**Task instructions:** Each line from the one containing "Field-scouting task: mark every instance of the stone" to the end of the listing below must be retyped exactly, with no line left out and none added.

-- Records for processing follows --

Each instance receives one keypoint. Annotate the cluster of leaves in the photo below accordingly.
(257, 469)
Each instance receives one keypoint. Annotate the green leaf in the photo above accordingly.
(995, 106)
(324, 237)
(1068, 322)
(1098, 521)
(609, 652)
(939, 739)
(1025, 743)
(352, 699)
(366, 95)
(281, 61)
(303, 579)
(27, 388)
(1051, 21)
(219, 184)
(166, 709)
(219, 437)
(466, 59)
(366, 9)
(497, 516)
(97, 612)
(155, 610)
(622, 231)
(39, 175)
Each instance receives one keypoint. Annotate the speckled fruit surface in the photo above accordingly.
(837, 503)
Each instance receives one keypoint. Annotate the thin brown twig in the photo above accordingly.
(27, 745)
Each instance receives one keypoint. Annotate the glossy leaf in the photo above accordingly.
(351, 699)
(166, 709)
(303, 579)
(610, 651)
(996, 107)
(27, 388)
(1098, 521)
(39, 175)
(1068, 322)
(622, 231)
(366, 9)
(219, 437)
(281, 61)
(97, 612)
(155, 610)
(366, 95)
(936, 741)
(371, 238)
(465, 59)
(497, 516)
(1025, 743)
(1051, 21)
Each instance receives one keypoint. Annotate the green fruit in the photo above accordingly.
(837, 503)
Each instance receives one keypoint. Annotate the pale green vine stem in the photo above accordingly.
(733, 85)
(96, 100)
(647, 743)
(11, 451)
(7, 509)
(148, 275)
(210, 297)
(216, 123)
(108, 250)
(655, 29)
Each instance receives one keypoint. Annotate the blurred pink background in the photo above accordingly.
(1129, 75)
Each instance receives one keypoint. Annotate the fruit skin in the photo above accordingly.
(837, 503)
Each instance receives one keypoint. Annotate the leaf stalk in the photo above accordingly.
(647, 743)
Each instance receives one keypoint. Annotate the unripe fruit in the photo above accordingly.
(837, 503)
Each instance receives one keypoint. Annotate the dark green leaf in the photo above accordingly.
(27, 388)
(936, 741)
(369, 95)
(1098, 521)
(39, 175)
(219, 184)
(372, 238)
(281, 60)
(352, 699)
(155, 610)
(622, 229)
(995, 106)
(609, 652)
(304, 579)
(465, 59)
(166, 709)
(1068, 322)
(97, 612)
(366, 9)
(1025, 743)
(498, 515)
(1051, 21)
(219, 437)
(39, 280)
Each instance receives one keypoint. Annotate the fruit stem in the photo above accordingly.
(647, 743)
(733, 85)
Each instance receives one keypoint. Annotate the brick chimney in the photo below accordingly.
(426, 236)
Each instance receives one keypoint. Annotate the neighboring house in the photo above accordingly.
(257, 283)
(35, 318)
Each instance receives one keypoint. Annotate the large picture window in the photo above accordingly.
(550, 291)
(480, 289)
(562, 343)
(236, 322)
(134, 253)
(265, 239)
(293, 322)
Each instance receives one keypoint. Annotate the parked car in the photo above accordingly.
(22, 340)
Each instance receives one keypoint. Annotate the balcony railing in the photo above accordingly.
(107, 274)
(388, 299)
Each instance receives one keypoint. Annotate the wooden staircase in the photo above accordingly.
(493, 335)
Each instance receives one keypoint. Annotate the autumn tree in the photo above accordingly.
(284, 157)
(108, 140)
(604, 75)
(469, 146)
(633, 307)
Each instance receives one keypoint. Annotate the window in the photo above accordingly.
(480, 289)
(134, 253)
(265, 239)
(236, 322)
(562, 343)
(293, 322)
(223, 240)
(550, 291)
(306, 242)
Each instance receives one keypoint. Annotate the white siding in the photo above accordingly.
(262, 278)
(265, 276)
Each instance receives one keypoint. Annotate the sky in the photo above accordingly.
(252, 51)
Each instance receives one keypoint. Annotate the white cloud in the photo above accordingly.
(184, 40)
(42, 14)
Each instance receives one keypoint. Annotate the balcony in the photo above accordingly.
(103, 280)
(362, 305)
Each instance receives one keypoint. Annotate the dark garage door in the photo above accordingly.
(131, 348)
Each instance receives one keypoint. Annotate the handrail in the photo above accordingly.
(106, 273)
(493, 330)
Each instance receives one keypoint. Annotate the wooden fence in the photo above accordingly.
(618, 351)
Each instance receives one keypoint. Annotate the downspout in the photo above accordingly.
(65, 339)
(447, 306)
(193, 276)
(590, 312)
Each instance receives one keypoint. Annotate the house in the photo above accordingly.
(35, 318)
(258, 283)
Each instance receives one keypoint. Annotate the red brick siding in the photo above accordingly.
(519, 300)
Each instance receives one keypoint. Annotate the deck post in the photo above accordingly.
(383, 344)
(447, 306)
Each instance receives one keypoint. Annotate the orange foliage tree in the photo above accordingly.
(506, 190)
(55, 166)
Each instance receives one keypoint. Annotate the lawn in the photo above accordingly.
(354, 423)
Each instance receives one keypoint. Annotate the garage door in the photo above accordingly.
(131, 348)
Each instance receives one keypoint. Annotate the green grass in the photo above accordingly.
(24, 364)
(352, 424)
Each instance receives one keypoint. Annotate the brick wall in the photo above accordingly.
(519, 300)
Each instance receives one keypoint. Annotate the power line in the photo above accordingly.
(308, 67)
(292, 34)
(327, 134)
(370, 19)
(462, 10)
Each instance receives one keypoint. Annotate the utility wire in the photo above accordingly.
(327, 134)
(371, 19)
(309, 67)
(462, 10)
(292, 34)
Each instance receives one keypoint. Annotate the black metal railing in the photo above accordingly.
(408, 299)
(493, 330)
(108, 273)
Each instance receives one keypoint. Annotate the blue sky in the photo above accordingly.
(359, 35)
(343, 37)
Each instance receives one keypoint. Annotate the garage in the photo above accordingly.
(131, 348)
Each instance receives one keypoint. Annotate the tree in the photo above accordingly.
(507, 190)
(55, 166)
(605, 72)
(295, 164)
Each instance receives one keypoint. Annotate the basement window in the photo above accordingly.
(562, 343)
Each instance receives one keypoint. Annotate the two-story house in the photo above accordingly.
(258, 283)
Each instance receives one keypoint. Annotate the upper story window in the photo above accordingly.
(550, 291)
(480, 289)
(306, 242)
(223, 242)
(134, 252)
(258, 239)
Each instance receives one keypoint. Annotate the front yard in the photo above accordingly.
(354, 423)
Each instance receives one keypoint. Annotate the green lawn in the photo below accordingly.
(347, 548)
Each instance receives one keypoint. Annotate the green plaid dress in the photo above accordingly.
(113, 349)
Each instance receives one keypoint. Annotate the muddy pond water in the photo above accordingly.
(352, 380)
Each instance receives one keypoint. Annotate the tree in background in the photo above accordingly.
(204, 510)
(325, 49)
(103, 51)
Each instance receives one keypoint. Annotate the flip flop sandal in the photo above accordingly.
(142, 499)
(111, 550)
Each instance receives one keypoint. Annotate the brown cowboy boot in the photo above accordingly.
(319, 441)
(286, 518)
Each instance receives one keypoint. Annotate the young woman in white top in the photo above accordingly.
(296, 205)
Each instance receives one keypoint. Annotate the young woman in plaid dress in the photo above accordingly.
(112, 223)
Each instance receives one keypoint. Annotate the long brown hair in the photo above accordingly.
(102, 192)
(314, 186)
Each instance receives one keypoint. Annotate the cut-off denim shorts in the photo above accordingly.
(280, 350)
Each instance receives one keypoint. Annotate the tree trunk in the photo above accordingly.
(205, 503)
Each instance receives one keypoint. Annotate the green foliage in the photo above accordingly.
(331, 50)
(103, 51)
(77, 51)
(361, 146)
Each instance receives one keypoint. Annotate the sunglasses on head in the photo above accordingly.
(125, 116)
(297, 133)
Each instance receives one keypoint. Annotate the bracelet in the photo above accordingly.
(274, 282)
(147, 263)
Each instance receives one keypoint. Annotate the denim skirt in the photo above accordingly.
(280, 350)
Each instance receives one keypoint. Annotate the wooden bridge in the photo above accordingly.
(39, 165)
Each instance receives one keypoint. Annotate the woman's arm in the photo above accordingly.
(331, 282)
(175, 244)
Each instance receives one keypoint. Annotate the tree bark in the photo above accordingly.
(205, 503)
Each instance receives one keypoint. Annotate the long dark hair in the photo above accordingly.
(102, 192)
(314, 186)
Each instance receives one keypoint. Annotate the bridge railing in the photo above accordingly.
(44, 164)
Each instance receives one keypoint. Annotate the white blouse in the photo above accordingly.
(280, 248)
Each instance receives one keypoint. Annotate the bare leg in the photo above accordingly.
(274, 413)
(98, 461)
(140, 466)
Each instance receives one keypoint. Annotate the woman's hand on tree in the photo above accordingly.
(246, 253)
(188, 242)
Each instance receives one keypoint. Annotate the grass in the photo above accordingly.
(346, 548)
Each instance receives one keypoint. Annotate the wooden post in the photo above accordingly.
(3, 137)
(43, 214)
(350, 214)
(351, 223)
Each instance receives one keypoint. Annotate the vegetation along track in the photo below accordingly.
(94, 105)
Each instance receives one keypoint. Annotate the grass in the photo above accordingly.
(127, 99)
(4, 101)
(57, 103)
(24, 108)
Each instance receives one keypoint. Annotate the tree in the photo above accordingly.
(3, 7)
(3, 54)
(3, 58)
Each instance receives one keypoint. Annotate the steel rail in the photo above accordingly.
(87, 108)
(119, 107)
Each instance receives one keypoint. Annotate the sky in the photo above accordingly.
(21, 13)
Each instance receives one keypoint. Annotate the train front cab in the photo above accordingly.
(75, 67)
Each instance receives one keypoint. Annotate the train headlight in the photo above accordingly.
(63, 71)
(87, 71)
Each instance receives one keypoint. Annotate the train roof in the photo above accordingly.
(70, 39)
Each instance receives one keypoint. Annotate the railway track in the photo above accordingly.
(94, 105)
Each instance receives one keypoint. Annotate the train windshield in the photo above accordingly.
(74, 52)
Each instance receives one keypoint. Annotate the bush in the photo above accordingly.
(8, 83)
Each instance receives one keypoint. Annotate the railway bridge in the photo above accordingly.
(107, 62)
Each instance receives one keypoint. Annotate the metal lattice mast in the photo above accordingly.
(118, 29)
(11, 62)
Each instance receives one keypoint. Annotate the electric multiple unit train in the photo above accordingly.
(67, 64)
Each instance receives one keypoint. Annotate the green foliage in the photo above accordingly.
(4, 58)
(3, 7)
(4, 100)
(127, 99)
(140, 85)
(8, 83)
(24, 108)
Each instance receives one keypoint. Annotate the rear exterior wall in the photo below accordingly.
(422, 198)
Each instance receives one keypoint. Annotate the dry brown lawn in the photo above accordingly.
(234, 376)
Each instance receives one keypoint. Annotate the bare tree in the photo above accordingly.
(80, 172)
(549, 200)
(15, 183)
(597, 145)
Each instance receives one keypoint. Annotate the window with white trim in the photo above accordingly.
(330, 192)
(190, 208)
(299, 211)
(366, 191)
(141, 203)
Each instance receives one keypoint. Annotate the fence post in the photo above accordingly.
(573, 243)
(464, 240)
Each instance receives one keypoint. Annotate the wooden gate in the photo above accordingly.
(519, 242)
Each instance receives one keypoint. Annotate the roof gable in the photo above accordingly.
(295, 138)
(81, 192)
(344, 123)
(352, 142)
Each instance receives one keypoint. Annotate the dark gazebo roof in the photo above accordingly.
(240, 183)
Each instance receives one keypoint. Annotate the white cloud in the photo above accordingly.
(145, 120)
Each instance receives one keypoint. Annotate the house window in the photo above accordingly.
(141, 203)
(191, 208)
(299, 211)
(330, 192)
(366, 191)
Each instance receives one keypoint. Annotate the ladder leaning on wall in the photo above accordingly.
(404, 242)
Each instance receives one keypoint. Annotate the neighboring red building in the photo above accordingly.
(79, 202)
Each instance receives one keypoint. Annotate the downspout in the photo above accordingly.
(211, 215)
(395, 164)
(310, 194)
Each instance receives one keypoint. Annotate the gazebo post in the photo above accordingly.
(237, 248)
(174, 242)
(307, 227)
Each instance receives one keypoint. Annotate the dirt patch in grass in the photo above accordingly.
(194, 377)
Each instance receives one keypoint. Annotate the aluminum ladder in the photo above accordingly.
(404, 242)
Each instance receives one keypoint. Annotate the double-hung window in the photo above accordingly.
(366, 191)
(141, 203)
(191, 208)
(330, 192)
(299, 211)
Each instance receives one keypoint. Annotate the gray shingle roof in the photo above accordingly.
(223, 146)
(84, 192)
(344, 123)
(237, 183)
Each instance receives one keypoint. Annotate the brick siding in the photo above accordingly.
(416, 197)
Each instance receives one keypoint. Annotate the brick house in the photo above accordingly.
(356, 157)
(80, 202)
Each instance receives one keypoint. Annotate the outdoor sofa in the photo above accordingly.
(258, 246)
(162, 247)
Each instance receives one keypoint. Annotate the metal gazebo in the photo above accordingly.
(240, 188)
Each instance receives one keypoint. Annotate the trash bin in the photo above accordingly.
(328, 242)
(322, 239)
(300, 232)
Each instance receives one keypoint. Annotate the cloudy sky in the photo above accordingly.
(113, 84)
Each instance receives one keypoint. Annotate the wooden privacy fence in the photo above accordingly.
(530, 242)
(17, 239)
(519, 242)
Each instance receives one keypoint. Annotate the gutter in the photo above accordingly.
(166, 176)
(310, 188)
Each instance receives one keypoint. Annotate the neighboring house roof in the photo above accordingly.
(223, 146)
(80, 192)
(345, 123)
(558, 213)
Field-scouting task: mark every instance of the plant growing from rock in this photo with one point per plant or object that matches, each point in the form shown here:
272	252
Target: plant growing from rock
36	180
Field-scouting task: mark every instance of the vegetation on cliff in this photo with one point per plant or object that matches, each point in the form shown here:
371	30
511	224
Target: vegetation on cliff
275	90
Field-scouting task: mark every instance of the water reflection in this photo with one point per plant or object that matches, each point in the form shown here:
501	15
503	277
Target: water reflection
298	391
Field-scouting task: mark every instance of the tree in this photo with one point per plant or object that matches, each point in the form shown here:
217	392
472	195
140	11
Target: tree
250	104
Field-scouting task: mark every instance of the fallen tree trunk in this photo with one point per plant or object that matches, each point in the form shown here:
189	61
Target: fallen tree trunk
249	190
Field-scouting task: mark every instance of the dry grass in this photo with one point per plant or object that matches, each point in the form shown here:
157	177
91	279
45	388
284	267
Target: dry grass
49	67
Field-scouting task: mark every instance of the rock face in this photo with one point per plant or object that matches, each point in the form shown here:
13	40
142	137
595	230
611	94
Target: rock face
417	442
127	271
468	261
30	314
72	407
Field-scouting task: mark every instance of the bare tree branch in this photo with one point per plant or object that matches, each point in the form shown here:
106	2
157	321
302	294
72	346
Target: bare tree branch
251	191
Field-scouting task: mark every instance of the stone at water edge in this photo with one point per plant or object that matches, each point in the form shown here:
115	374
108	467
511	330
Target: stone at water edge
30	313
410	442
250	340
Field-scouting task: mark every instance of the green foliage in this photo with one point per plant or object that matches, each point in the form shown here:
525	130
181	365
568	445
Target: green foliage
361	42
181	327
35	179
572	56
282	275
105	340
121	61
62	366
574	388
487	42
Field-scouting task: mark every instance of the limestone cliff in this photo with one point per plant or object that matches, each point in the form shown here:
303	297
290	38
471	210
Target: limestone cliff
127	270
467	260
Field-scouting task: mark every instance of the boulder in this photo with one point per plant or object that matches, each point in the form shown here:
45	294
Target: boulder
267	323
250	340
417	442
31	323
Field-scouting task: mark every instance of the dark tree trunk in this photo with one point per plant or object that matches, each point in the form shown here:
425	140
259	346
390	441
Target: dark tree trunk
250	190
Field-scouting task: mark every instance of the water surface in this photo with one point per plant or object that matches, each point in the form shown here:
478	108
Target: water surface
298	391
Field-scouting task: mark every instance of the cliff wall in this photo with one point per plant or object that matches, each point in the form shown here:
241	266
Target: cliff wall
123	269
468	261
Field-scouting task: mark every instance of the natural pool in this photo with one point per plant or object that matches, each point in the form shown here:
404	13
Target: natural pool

-- Records for processing concluded --

**Written response:**
Field-scouting task: mark every instance of the stone at water edge in this photo with one point per plant or object that matches, each point in the form shown here:
115	374
108	467
511	330
Target: stone at water edge
30	313
410	442
250	340
Field-scouting task: mark every instance of the green foliage in this photo with one point per plant or object that matches, each point in the form shown here:
525	130
181	365
568	445
Target: green foliage
361	42
181	327
35	179
572	56
282	275
105	340
121	61
62	366
574	388
487	42
Field-scouting task: mark every instance of the limestone cliff in this photo with one point per plant or object that matches, each point in the form shown here:
303	297
290	38
471	210
Target: limestone cliff
127	270
467	260
Field-scouting task: mark every instance of the boulder in this photo with one point per plant or object that matches, each point in the form shown here:
45	294
Target: boulder
267	323
250	340
417	442
31	323
Field-scouting task: mark every instance of the dark tree trunk in this photo with one point per plant or object that matches, each point in the form shown here:
425	140
259	346
390	441
Target: dark tree trunk
250	190
Field-scouting task: mark every instance of the water surface in this photo with one point per plant or object that matches, each point in the form shown here:
478	108
Target: water surface
298	391
Field-scouting task: mark every instance of the cliff wall in this photo with one point per plant or object that matches, each point in the form shown here:
241	266
Target: cliff wall
123	269
468	261
Field-scouting task: mark every instance of the natural pool in this photo with one point per plant or object that matches, each point in the form shown here:
404	13
Target: natural pool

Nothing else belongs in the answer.